** Information supplied follows **

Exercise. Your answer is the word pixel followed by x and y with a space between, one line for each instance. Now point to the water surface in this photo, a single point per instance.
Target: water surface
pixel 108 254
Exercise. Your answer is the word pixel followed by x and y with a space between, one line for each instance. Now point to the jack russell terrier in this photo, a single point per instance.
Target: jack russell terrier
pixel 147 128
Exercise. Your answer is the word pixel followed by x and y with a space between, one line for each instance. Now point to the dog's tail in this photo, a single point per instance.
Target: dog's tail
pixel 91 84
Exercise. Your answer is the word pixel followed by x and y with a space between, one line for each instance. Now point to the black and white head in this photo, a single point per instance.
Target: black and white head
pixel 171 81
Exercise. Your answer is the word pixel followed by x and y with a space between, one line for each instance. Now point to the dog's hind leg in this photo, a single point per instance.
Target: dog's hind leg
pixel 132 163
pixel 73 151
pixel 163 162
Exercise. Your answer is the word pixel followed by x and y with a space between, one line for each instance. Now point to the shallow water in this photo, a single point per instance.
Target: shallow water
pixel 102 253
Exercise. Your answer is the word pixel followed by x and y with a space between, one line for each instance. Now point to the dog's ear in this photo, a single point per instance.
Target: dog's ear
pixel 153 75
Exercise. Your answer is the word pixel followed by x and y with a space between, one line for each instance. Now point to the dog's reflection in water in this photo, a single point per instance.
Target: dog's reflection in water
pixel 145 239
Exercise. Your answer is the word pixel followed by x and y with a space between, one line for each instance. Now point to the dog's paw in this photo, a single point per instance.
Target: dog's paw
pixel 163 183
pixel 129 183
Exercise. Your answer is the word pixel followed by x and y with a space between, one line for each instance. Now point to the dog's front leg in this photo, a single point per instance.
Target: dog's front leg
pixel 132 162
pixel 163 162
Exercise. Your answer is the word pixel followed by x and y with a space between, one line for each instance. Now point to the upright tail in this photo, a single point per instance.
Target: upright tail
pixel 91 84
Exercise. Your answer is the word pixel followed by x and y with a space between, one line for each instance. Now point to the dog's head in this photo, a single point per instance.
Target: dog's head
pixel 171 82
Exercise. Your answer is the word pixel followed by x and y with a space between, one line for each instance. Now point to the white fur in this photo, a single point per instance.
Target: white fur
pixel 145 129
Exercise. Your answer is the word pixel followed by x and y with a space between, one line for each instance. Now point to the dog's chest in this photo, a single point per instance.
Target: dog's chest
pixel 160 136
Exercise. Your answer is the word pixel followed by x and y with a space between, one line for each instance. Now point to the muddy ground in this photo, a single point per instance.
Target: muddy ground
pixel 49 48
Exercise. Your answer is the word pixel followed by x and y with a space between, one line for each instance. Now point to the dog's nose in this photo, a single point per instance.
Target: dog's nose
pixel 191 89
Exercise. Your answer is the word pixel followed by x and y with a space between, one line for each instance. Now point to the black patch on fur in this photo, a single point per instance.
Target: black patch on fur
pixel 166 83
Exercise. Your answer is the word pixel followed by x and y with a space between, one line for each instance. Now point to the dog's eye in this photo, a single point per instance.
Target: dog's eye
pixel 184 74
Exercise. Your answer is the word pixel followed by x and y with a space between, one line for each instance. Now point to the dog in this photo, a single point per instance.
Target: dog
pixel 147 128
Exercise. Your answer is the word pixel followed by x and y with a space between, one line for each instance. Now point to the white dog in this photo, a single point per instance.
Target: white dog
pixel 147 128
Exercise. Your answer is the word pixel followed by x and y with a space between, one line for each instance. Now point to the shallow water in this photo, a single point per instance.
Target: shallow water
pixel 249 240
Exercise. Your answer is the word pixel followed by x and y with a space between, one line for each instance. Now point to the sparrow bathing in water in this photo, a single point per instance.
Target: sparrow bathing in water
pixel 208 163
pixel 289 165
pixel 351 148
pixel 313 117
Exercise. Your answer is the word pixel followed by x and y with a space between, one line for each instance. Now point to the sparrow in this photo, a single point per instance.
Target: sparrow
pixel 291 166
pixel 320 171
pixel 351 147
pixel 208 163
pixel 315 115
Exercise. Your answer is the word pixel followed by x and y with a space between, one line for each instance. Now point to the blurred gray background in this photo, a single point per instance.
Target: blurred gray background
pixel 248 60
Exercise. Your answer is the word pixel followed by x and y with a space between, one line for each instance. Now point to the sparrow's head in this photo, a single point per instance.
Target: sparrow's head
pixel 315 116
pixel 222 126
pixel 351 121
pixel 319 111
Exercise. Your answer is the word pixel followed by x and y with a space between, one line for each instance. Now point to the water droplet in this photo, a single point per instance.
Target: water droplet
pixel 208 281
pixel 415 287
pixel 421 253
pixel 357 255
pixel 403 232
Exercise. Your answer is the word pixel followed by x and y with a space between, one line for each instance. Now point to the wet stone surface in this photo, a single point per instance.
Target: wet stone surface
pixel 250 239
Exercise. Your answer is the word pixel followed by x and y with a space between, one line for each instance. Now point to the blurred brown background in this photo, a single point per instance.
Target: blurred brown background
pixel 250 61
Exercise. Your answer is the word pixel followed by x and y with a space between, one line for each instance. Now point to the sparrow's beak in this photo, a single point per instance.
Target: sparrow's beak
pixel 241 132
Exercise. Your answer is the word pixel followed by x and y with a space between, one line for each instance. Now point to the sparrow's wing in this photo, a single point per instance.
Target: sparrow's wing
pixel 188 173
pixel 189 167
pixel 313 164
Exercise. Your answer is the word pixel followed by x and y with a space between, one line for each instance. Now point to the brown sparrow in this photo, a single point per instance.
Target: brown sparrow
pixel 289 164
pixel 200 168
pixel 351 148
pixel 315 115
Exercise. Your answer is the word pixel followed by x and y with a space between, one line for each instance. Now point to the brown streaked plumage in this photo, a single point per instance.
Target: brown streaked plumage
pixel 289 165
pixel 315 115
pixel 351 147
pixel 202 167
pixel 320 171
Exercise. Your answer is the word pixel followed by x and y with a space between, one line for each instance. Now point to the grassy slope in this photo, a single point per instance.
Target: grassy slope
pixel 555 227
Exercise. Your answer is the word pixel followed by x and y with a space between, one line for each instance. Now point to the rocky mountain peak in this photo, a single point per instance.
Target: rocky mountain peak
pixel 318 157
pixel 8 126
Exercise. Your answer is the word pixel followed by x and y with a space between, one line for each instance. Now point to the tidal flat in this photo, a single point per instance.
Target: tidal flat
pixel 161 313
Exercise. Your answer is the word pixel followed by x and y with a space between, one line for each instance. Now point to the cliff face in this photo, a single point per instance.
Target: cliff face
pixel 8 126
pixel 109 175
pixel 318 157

** End of Information supplied **

Exercise directions
All the entries should be written out again precisely.

Result below
Exercise. Your answer is the word pixel followed by x and y with a space between, one line for each instance. Now point to the water surface in this photo, a single point per instance.
Target: water surface
pixel 108 254
Exercise. Your answer is the word pixel followed by x and y with a space between, one line for each instance. Now point to the jack russell terrier in this photo, a single point per instance.
Target: jack russell terrier
pixel 147 128
Exercise. Your answer is the word pixel followed by x and y with a space between, one line for each instance. Now point to the dog's tail in this photo, a single point per instance.
Target: dog's tail
pixel 91 84
Exercise. Your answer is the word pixel followed by x and y with a space between, one line for each instance. Now point to the black and white head in this photo, a single point per instance.
Target: black and white head
pixel 171 81
Exercise. Your answer is the word pixel followed by x and y with a space between, one line for each instance. Now point to the dog's hind leg in this photo, a single point per instance.
Target: dog's hind leg
pixel 132 163
pixel 73 151
pixel 163 162
Exercise. Your answer is the word pixel followed by x and y with a space between, one line for each instance. Now point to the shallow water in this photo, a single point per instance.
Target: shallow water
pixel 102 253
Exercise. Your answer is the word pixel followed by x and y with a space between, one line for each instance. Now point to the dog's ear in this photo, a single point per instance.
Target: dog's ear
pixel 153 75
Exercise. Your answer is the word pixel followed by x and y with a space between, one line for each instance. Now point to the dog's reflection in water in this photo, a single point per instance.
Target: dog's reflection in water
pixel 145 239
Exercise. Your answer is the word pixel followed by x and y with a space between, one line for each instance. Now point to the dog's paw in this photo, a single point per instance.
Target: dog's paw
pixel 163 183
pixel 129 183
Exercise. Your answer is the word pixel followed by x and y with a space between, one line for each instance. Now point to the dog's front leg in this photo, a single point per instance.
Target: dog's front leg
pixel 132 162
pixel 163 162
Exercise. Your answer is the word pixel followed by x and y with a space between, one line for each instance. Now point to the upright tail in this photo, a single point per instance.
Target: upright tail
pixel 91 84
Exercise. Your answer is the word pixel followed by x and y with a space between, one line for each instance. Now point to the dog's head in this photo, a single point per instance.
Target: dog's head
pixel 171 82
Exercise. Your answer is the word pixel followed by x and y with a space between, one line for each instance. Now point to the white fur in this photo, a single point per instance.
Target: white fur
pixel 145 129
Exercise. Your answer is the word pixel followed by x and y with a space between, one line for each instance. Now point to the dog's chest in this photo, a single point per instance.
Target: dog's chest
pixel 160 136
Exercise. Your answer is the word pixel followed by x and y with a space between, one line for each instance. Now point to the muddy ground in this photo, a single point per instance.
Target: muddy ground
pixel 49 48
Exercise. Your answer is the word pixel followed by x and y with a space between, one line for each instance. Now point to the dog's nose in this photo, a single point per instance.
Target: dog's nose
pixel 191 89
Exercise. Your answer is the word pixel followed by x and y with a space between, one line for each instance. Now point to the black patch on fur in this photo, a single point per instance.
Target: black patch on fur
pixel 166 83
Exercise. Your answer is the word pixel followed by x and y with a space between, one line for each instance. Now point to the dog's eye in this photo, a single point per instance.
Target: dog's eye
pixel 184 74
Exercise. Your answer is the word pixel followed by x and y with a space between, one line for each instance. Now point to the dog in this photo, a single point per instance.
Target: dog
pixel 147 128
Exercise. Your answer is the word pixel followed by x and y with a space between, one line for each instance. Now point to the white dog in this photo, a single point per instance.
Target: white dog
pixel 147 128
Exercise. Your answer is the word pixel followed by x and y with a space between, one line for each instance. Now point to the shallow water in this photo, a single point per instance.
Target: shallow water
pixel 249 240
Exercise. Your answer is the word pixel followed by x and y with a space between, one line for each instance. Now point to the sparrow bathing in water in this photo, a single point per instance.
Target: sparrow bathing in water
pixel 208 163
pixel 289 165
pixel 351 148
pixel 313 117
Exercise. Your answer is the word pixel followed by x and y with a space between, one line for each instance. Now point to the sparrow in this photo, a single point per instance.
Target: sparrow
pixel 291 166
pixel 320 171
pixel 351 147
pixel 208 163
pixel 315 115
Exercise. Your answer is the word pixel followed by x and y with a space between, one line for each instance. Now point to the blurred gray background in this photo, a single point per instance.
Target: blurred gray background
pixel 248 60
Exercise. Your answer is the word pixel followed by x and y with a space between, one line for each instance. Now point to the sparrow's head in this photo, a single point per instance.
Target: sparrow's head
pixel 315 116
pixel 222 126
pixel 351 121
pixel 319 111
Exercise. Your answer is the word pixel followed by x and y with a space between, one line for each instance. Now point to the water droplet in this photo, a single point per instance.
Target: water droplet
pixel 208 281
pixel 415 287
pixel 421 253
pixel 357 255
pixel 403 232
Exercise. Your answer is the word pixel followed by x and y with a space between, one line for each instance. Now point to the wet stone surface in this photo, a single point per instance.
Target: wet stone surface
pixel 250 239
Exercise. Your answer is the word pixel followed by x and y with a space between, one line for each instance. Now point to the blurred brown background in this photo, a single point per instance.
Target: blurred brown background
pixel 250 61
Exercise. Your answer is the word pixel followed by x and y with a space between, one line for each instance. Now point to the sparrow's beak in this photo, a single point per instance.
Target: sparrow's beak
pixel 241 132
Exercise. Your answer is the word pixel followed by x and y with a space between, one line for each instance. Now point to the sparrow's wing in this photo, a single point per instance.
Target: sparrow's wing
pixel 188 173
pixel 189 167
pixel 313 164
Exercise. Your answer is the word pixel followed by x and y with a space between, one line for each instance. Now point to the brown sparrow in this photo, a single point per instance.
Target: brown sparrow
pixel 289 164
pixel 200 168
pixel 351 148
pixel 315 115
Exercise. Your answer is the word pixel followed by x and y with a space between, one line for each instance. Now point to the brown streaked plumage in this photo, a single point per instance.
Target: brown streaked plumage
pixel 289 165
pixel 315 115
pixel 351 147
pixel 202 167
pixel 320 171
Exercise. Your answer is the word pixel followed by x and y with a space between, one line for each instance. Now point to the grassy slope in this photo, a single point per instance.
Target: grassy slope
pixel 555 227
Exercise. Your answer is the word pixel followed by x and y with a space between, one line for each instance. Now point to the rocky mountain peak in this photo, a single point per instance.
Target: rocky mountain peak
pixel 318 157
pixel 8 126
Exercise. Your answer is the word pixel followed by x and y with a space between, one line for each instance. Now point to the tidal flat in this photo, a single point per instance.
Target: tidal flat
pixel 161 313
Exercise. Your answer is the word pixel followed by x and y with a space between, one line for each instance. Now point to the cliff face in this photo, a single point per instance.
Target: cliff face
pixel 8 126
pixel 109 175
pixel 318 157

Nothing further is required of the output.